ACTIVITY 1:
Answer these from the Gemini in Chrome article, each on its own line:
(a) What is the early version of agentic browsing called?
(b) Where and on what kind of device are some parts already broadly rolling out?
(c) Which Connected Apps does Google name?
ACTIVITY 2:
In the Gemini in Chrome article, write out the part starting at "The short answer" and ending at "across multiple tabs.", swapping "side panel" for "sidebar".

━━━ PASSAGE SHOWN

Gemini in Chrome Features Explained: Side Panel, Auto Browse, and Connected Apps
Google's latest Chrome AI update adds a side panel, Connected Apps, and early agentic browsing. Here's what is actually available now.
Google is turning Chrome into more than a browser. Its latest Gemini in Chrome update adds a persistent side panel, deeper app integrations, and an early version of agentic browsing called auto browse. That sounds ambitious, but the practical question is simpler: what can you actually do with it today, and who can use it?
The short answer is that Chrome is moving toward an AI-assisted workflow where you stay on the page you are reading while Gemini handles the summarizing, comparing, and task juggling in a panel beside it. Some parts are already broadly rolling out in the U.S. on desktop. The more aggressive automation features still come with tighter limits.
What is new in Gemini in Chrome?
The biggest visible change is the new side panel experience. Instead of treating Gemini like a separate destination, Google now places it beside the web page you are already using. That matters because it changes the job description. Gemini is no longer just there to answer a question. It is being positioned as a browsing assistant that can stay with you while you compare reviews, plan a trip, or work across multiple tabs.
Google also says Gemini in Chrome now works more deeply with Connected Apps such as Gmail, Calendar, YouTube, Maps, Google Shopping, and Google Flights. In practice, that means Chrome is inching toward a world where the browser can pull together context from the web page in front of you and the Google services you already use.
How the side panel changes the experience
The side panel is the most immediately useful part of this update because it fits how people already use the web. You can leave a product page, article, or booking site open and ask Gemini to summarize, compare, or clarify information without bouncing between tabs. For people who treat Chrome like a workbench full of half-finished tasks, that is a meaningful usability upgrade.
Google is pitching the side panel as a multitasking feature, and that feels accurate. It is less about replacing search and more about reducing the friction of staying oriented while you browse. If you routinely compare products, cross-check reviews, or gather information from several pages at once, this is the part of the update most likely to matter.

━━━━━━
━━━ DATA EXCERPTS

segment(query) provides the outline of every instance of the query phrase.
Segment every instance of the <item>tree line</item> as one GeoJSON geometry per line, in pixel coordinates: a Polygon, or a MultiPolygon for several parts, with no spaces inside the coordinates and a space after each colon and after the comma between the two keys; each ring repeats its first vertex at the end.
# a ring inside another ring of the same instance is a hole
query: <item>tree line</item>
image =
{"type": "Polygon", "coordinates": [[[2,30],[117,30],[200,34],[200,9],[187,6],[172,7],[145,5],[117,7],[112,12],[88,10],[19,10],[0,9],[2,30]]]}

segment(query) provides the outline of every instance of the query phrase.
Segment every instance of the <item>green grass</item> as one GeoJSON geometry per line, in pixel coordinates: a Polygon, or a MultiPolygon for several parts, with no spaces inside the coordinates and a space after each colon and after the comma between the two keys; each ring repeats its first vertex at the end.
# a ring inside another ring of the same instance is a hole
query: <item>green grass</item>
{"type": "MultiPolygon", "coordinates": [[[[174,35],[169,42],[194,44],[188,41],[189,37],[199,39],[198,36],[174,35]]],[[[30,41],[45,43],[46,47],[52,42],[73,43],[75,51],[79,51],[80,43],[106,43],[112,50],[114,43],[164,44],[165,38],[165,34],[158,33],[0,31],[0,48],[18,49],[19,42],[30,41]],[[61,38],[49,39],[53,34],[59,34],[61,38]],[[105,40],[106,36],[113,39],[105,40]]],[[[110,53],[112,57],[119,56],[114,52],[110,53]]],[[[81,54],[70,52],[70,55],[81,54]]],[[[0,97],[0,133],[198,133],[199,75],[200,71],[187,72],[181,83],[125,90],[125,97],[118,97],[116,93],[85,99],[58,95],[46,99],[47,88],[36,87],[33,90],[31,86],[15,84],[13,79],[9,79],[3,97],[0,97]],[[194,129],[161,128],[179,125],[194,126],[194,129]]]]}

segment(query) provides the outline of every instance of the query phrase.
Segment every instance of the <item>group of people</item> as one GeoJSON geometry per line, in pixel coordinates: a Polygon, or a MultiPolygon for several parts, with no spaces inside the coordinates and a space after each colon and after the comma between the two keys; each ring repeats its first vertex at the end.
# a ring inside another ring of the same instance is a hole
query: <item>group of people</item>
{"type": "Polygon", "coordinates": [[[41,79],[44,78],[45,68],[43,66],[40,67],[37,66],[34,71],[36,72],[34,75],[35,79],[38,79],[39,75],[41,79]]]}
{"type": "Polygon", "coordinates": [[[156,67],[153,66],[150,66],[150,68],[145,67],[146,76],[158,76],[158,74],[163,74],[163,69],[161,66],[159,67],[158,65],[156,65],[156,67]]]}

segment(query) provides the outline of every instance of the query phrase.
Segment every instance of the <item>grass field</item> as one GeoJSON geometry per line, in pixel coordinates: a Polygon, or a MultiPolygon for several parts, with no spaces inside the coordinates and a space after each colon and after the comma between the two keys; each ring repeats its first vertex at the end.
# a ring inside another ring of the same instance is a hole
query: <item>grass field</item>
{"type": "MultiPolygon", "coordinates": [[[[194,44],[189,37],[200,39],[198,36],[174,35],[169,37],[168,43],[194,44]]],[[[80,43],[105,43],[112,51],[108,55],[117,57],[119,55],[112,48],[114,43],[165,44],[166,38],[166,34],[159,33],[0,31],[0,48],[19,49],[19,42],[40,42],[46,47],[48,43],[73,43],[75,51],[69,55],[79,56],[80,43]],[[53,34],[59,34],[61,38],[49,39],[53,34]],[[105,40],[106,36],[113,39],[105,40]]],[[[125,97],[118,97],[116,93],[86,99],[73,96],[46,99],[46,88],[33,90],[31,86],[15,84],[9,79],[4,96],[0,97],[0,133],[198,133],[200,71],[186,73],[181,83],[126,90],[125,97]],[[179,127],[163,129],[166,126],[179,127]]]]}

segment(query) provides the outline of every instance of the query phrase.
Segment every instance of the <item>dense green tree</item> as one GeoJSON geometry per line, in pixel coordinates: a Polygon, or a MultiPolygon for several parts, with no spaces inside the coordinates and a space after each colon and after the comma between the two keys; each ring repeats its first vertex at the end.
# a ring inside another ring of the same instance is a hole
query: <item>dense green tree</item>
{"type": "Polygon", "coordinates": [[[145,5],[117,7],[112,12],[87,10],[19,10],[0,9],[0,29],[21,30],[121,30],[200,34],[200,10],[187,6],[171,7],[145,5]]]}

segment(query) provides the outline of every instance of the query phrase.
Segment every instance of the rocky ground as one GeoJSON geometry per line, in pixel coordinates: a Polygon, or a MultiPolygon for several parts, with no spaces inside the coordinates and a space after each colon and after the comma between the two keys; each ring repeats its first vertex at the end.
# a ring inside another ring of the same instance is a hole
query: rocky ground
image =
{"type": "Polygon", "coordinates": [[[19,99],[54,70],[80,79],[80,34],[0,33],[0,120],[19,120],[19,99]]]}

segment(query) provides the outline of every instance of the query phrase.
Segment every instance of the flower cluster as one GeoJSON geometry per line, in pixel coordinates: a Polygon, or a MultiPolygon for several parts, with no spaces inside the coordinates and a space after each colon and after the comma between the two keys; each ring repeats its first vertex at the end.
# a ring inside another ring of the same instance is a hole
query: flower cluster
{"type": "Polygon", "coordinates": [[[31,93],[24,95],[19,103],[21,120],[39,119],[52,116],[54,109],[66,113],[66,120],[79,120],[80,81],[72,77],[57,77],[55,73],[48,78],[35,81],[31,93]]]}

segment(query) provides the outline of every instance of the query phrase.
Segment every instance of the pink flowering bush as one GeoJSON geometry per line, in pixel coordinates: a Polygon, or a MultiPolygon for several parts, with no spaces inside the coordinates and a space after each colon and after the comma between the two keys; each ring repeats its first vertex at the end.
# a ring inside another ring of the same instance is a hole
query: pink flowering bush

━━━━━━

ANSWER SPACE 1:
(a) Auto browse
(b) In the U.S., on desktop
(c) Gmail, Calendar, YouTube, Maps, Google Shopping, and Google Flights

ANSWER SPACE 2:
The short answer is that Chrome is moving toward an AI-assisted workflow where you stay on the page you are reading while Gemini handles the summarizing, comparing, and task juggling in a panel beside it. Some parts are already broadly rolling out in the U.S. on desktop. The more aggressive automation features still come with tighter limits.
What is new in Gemini in Chrome?
The biggest visible change is the new sidebar experience. Instead of treating Gemini like a separate destination, Google now places it beside the web page you are already using. That matters because it changes the job description. Gemini is no longer just there to answer a question. It is being positioned as a browsing assistant that can stay with you while you compare reviews, plan a trip, or work across multiple tabs.